WRITTEN PROBLEM: Please count the lines in the records below that contain the string "foliage" and reply with that number alone.

SUPPLIED MATERIAL:
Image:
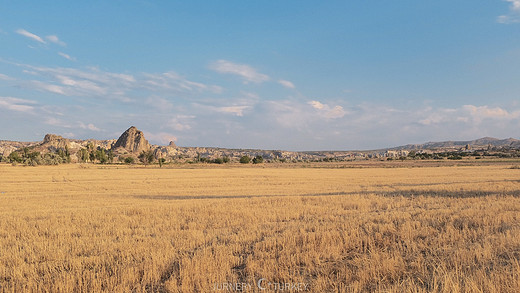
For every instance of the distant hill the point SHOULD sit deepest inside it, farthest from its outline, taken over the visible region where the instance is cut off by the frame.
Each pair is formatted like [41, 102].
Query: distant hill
[132, 143]
[481, 142]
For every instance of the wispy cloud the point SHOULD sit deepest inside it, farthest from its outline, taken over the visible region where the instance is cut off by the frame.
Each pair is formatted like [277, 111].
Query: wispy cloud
[514, 13]
[93, 82]
[161, 137]
[89, 126]
[16, 104]
[5, 77]
[246, 72]
[66, 56]
[286, 84]
[327, 111]
[235, 110]
[56, 40]
[180, 123]
[30, 35]
[469, 114]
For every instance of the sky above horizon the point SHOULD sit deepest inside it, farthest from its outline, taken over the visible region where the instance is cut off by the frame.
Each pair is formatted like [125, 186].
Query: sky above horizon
[292, 75]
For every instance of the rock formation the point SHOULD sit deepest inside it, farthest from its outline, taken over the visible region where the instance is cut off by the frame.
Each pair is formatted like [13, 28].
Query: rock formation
[132, 140]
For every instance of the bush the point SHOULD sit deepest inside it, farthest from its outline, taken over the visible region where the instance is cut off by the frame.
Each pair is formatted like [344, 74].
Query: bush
[146, 157]
[258, 160]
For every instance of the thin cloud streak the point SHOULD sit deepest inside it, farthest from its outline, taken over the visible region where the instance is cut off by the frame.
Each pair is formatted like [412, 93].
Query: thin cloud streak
[30, 36]
[514, 13]
[246, 72]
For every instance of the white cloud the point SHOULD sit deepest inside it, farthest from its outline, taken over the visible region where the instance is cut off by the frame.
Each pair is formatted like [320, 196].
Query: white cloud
[16, 104]
[66, 56]
[327, 111]
[162, 138]
[468, 114]
[248, 73]
[159, 103]
[172, 81]
[56, 40]
[514, 13]
[235, 110]
[286, 84]
[51, 88]
[56, 122]
[179, 124]
[30, 35]
[5, 77]
[89, 126]
[316, 105]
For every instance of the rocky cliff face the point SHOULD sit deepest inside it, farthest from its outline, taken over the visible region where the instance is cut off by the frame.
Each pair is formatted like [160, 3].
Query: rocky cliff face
[132, 140]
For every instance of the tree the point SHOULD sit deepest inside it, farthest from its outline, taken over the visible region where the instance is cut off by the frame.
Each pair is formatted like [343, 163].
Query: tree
[110, 156]
[161, 162]
[14, 157]
[146, 157]
[101, 155]
[83, 155]
[245, 160]
[258, 160]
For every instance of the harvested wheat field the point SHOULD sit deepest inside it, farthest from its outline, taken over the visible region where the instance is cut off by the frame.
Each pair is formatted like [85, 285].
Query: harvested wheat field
[93, 228]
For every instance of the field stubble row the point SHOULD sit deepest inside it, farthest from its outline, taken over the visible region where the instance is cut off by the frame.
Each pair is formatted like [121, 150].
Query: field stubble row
[77, 229]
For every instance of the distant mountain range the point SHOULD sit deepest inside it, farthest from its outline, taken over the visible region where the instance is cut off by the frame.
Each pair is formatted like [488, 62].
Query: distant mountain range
[481, 142]
[132, 143]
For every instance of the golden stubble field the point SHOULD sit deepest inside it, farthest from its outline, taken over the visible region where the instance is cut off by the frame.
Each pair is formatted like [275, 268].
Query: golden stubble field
[92, 228]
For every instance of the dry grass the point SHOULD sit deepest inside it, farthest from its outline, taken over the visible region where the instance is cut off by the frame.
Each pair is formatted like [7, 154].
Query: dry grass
[87, 228]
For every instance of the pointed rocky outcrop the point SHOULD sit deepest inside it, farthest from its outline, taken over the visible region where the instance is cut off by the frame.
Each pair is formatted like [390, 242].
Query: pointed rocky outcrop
[132, 140]
[53, 142]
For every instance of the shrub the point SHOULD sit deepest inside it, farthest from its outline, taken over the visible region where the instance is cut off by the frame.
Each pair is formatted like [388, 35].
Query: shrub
[258, 160]
[245, 160]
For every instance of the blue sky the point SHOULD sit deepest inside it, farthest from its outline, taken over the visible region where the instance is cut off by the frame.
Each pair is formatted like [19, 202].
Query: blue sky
[294, 75]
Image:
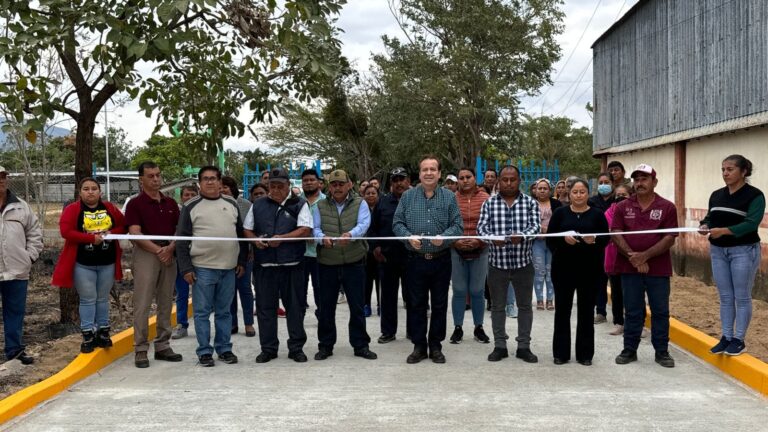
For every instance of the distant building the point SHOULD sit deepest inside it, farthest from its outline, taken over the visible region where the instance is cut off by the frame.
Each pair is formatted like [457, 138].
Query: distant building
[681, 85]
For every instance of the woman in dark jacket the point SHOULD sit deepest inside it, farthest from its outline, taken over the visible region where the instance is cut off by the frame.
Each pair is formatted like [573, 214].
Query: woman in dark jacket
[576, 259]
[89, 262]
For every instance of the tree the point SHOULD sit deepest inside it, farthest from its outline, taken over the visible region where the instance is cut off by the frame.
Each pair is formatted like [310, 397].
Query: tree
[211, 58]
[453, 86]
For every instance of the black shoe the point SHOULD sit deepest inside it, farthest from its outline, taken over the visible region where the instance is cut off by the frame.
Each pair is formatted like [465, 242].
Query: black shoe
[323, 354]
[526, 355]
[416, 356]
[497, 354]
[366, 354]
[663, 358]
[386, 338]
[265, 357]
[437, 356]
[627, 356]
[24, 358]
[480, 335]
[168, 355]
[298, 356]
[89, 342]
[228, 357]
[102, 338]
[457, 335]
[206, 360]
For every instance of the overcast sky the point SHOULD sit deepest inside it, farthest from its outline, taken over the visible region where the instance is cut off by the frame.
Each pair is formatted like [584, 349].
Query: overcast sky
[364, 21]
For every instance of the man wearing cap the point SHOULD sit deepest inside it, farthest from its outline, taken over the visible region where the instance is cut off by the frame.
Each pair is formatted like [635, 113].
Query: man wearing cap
[451, 183]
[428, 210]
[21, 241]
[390, 254]
[154, 265]
[342, 264]
[645, 264]
[278, 269]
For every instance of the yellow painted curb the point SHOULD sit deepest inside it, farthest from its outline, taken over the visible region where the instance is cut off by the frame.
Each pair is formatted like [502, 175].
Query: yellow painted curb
[83, 366]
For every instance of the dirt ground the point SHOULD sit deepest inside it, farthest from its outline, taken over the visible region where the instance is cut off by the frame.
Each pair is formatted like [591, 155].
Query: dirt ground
[692, 302]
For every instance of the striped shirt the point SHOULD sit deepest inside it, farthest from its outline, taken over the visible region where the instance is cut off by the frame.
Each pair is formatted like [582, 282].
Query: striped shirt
[499, 219]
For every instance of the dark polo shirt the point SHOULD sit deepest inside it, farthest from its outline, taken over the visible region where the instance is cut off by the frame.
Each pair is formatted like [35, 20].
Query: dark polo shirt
[153, 216]
[629, 216]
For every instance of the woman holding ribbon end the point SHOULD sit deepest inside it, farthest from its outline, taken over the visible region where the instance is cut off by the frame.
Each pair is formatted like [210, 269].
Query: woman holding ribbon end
[88, 262]
[732, 221]
[577, 259]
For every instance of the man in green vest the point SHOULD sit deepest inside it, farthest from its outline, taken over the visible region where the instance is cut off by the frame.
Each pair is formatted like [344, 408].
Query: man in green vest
[338, 219]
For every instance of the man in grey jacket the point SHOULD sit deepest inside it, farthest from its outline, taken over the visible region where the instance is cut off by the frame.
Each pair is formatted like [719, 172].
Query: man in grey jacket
[21, 241]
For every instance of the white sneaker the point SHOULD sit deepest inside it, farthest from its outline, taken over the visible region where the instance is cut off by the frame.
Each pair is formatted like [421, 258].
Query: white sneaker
[618, 329]
[179, 332]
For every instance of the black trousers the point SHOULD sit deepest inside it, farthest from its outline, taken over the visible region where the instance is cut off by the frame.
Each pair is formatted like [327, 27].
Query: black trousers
[284, 283]
[392, 275]
[428, 281]
[565, 286]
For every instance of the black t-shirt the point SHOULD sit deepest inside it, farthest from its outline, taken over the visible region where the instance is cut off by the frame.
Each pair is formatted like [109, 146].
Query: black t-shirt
[91, 221]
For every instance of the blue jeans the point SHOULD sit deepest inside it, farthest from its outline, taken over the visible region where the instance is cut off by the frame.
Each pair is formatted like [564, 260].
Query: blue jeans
[212, 292]
[734, 269]
[634, 287]
[93, 284]
[243, 287]
[542, 267]
[182, 301]
[14, 294]
[468, 276]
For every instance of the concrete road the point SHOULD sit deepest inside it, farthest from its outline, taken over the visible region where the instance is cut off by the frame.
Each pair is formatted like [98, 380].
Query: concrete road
[349, 393]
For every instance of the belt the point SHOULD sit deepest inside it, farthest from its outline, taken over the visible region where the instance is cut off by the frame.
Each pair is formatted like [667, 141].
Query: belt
[429, 256]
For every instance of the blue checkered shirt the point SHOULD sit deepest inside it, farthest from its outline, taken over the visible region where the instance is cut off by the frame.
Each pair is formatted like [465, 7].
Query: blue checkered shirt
[418, 215]
[499, 219]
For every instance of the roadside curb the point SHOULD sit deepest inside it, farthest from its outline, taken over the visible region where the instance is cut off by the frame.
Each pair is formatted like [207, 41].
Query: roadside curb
[83, 366]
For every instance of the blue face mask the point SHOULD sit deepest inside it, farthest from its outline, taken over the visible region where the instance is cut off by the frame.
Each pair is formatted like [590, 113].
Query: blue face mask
[604, 189]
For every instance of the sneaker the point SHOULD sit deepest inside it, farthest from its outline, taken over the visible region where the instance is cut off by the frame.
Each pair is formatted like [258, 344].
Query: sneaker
[179, 332]
[457, 335]
[721, 346]
[386, 338]
[497, 354]
[663, 358]
[618, 330]
[736, 347]
[206, 360]
[480, 335]
[228, 357]
[627, 356]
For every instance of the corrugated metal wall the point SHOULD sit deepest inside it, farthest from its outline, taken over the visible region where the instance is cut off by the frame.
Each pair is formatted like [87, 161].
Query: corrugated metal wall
[676, 65]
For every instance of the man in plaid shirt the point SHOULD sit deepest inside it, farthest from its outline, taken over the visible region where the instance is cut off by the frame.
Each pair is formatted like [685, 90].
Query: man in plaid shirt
[515, 216]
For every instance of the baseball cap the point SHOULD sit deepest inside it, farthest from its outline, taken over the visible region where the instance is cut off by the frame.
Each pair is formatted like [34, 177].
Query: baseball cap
[399, 172]
[279, 174]
[644, 169]
[338, 175]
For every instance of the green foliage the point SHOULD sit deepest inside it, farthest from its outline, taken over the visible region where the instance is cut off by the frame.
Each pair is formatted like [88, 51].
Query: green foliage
[211, 58]
[549, 138]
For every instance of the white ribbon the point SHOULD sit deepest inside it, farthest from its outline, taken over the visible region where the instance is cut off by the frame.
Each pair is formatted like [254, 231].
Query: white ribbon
[419, 237]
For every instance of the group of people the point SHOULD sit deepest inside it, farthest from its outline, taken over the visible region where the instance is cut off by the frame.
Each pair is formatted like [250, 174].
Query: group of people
[294, 238]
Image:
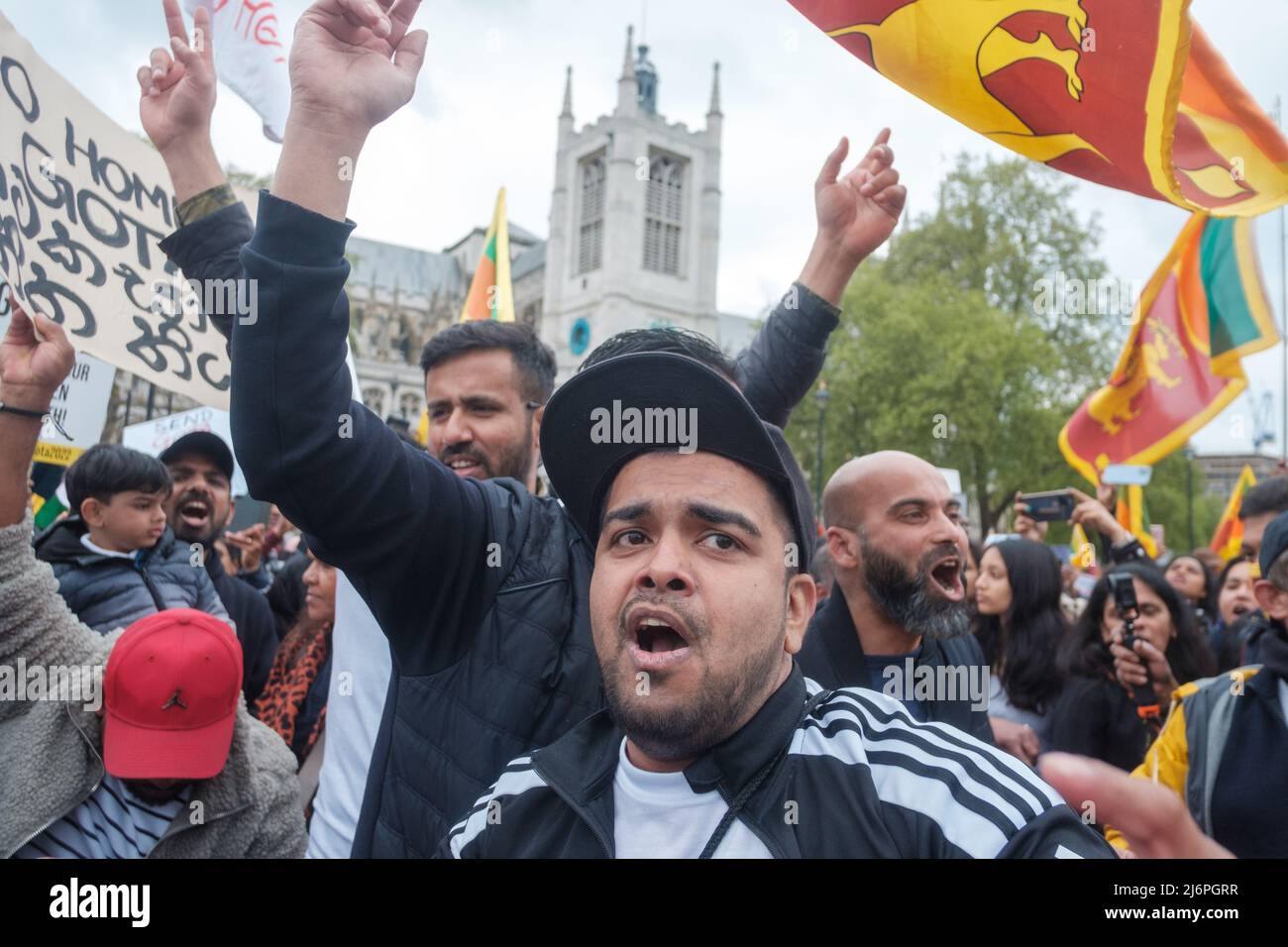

FULL OUTPUT: 2